Print all of the data below word for word, changing nothing.

### Exercise input
——————————

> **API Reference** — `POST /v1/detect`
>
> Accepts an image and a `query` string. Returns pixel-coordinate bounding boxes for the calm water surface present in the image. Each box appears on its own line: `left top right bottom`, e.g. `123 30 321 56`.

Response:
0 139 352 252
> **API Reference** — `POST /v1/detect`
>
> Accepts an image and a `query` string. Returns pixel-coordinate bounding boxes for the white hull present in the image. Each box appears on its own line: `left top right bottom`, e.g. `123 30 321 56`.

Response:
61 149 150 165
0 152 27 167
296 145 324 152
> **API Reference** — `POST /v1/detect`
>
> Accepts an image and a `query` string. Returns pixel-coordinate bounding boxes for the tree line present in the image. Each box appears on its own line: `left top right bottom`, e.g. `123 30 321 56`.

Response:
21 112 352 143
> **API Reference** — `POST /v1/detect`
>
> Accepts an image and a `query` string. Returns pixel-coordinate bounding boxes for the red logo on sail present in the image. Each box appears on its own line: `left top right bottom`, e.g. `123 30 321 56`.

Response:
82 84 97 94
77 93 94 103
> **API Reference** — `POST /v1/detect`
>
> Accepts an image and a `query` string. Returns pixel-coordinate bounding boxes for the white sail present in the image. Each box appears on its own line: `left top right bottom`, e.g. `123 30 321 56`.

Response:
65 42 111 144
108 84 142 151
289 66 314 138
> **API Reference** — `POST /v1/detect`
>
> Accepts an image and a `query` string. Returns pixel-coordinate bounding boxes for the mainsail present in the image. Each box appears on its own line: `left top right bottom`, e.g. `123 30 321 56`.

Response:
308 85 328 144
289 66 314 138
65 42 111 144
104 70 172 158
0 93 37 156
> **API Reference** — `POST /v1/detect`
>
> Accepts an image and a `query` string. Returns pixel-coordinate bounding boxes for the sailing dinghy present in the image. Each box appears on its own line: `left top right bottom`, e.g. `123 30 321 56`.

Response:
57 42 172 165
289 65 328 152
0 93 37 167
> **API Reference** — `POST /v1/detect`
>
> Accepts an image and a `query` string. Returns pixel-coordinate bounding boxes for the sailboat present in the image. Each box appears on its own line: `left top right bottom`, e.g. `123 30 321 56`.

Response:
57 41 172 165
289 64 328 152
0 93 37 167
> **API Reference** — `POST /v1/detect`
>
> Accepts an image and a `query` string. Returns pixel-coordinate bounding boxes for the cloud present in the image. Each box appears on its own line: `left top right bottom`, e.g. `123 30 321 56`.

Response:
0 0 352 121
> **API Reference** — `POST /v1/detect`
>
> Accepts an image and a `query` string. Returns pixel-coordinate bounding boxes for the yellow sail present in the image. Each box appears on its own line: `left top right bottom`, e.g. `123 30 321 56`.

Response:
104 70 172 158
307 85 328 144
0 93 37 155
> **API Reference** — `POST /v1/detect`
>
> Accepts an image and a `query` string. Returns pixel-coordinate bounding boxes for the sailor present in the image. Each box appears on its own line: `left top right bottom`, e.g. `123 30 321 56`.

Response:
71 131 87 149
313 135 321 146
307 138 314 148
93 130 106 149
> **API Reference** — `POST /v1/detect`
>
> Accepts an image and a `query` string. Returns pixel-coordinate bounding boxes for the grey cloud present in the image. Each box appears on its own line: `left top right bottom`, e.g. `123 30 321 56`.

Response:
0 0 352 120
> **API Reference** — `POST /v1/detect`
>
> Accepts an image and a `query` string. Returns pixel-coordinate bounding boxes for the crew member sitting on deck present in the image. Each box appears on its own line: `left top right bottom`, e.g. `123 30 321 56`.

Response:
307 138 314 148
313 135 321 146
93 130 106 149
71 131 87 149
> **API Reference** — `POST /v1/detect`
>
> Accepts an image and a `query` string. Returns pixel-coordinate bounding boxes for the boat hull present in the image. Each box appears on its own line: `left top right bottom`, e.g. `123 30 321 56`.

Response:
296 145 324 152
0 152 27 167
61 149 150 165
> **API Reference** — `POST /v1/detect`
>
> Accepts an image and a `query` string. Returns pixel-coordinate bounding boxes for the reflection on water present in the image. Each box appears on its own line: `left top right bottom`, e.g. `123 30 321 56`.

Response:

——————————

### Exercise result
> **API Reference** — `POST /v1/detect`
>
> Accepts an image and a `query` string. Returns pixel-coordinate bounding boxes for the calm water surface present in the image. Each box appears on its own line: `left top right bottom`, e.g. `123 30 321 56`.

Response:
0 139 352 252
> **API Reference** — `POST /v1/detect`
>
> Accepts an image and a `query` string. Returns pixel-coordinate bounding boxes for the white hull present in the image. Each box appears on its own line: `left top right bottom`, e.g. `123 30 321 56`.

Response:
61 149 150 165
0 152 27 167
296 145 324 152
> **API Reference** — `POST /v1/detect`
>
> Accepts an image and a `query` string. Returns pixel-coordinate bounding boxes for the tree line present in the image. Each box appears on its own line: `left top right bottom`, e.g. `123 30 321 56`.

Response:
21 112 352 143
> **API Reference** — `POST /v1/detect`
>
> Accepts an image and a `query` string. Returns pixel-coordinate bounding boxes for the red logo on sail present in the image. Each box appears on its own line: `left top right bottom`, e.g. `123 30 321 56`.

Response:
82 84 97 94
77 93 94 103
> **API Reference** — `POST /v1/detect`
>
> Accepts an image and a `query` string. Returns pixel-coordinate bounding boxes for the white sail present in the image. Each box appears on its own line: `left top right bottom`, e.g. `123 30 321 56`.

Response:
65 42 111 144
108 84 142 151
289 66 314 138
> **API Reference** — `POST /v1/detect`
>
> Accepts an image and a `query` string. Returns pixel-coordinate bounding boxes for the mainsail present in the image. Each box appears on its own line: `left top right bottom`, e.g. `123 30 321 56`.

Response:
308 85 328 144
289 66 314 138
65 42 111 144
104 70 172 158
0 93 37 156
> **API Reference** — `POST /v1/detect`
>
> Accepts an image and a `query` string. Returns pixel-coordinate bounding boxes for the sailing dinghy present in the image. Each box appears on its own line: `left top right bottom`, e.g. `123 30 321 56`.

Response:
57 42 172 165
289 65 328 152
0 93 37 167
> **API Reference** — `POST /v1/detect`
>
> Accepts an image and a `query` string. Returns pixel-coordinate bounding boxes for the sailboat present in the image. Each box appears on its own line: `left top right bottom`, e.g. `123 30 321 56`.

Response:
57 41 172 165
289 64 328 152
0 93 37 167
> **API Reference** — `POST /v1/detect`
>
> Accepts an image and a `query` string. Returns pixel-coordinate bounding boxes for the cloud present in the image. Each box appears on its own line: `left top right bottom`, e.g. `123 30 321 56`.

Response:
0 0 352 121
> **API Reference** — `POST /v1/detect`
>
> Accepts an image and a `query` string. Returns pixel-coordinate bounding boxes for the yellow sail present in the image. Each box appears on its own line: `left top right bottom`, e.g. `123 30 321 56`.

Response:
104 70 172 158
307 85 328 144
0 93 37 155
> **API Reference** — `POST /v1/detect`
>
> Accepts an image and a `query` string. Returns pixel-coordinate bounding boxes for the sailor present in the image. Each box appears on its own line: `left top right bottom`, e.g. `123 30 321 56`.

Response:
71 131 87 149
313 135 321 146
307 138 314 148
93 130 106 149
> **API Reference** — `POST /v1/detect`
>
> Accepts an image and a `query` string. Returns pixel-coordinate bounding boxes for the grey cloud present in the image. Each box appears on its own line: `left top right bottom`, e.g. `123 30 321 56`.

Response:
0 0 352 120
> **API Reference** — `POST /v1/detect`
>
> Accepts an image and a `query` string. Returns pixel-coordinate bounding boxes for the crew member sitting on deck present in the image. Each box appears on its own line: `left top right bottom`, e.g. `123 30 321 56`.

Response:
307 138 314 148
313 135 321 146
93 130 106 149
71 131 87 149
> **API Reference** — `POST /v1/detect`
>
> Accepts an image and a `query` string. Returns pixel-coordinate bounding boxes for the boat hull present in the image. Each box appears on its own line: `left top right bottom`, e.g. `123 30 321 56`.

Response:
296 145 324 152
0 152 27 167
61 149 150 165
> **API Reference** — `POST /v1/detect`
>
> Accepts an image and a `query` string. Returns pixel-coordinate bounding boxes for the reflection on water present in the image. Each box appears on its own line: `left top right bottom`, e.g. `123 30 321 56`.

Response:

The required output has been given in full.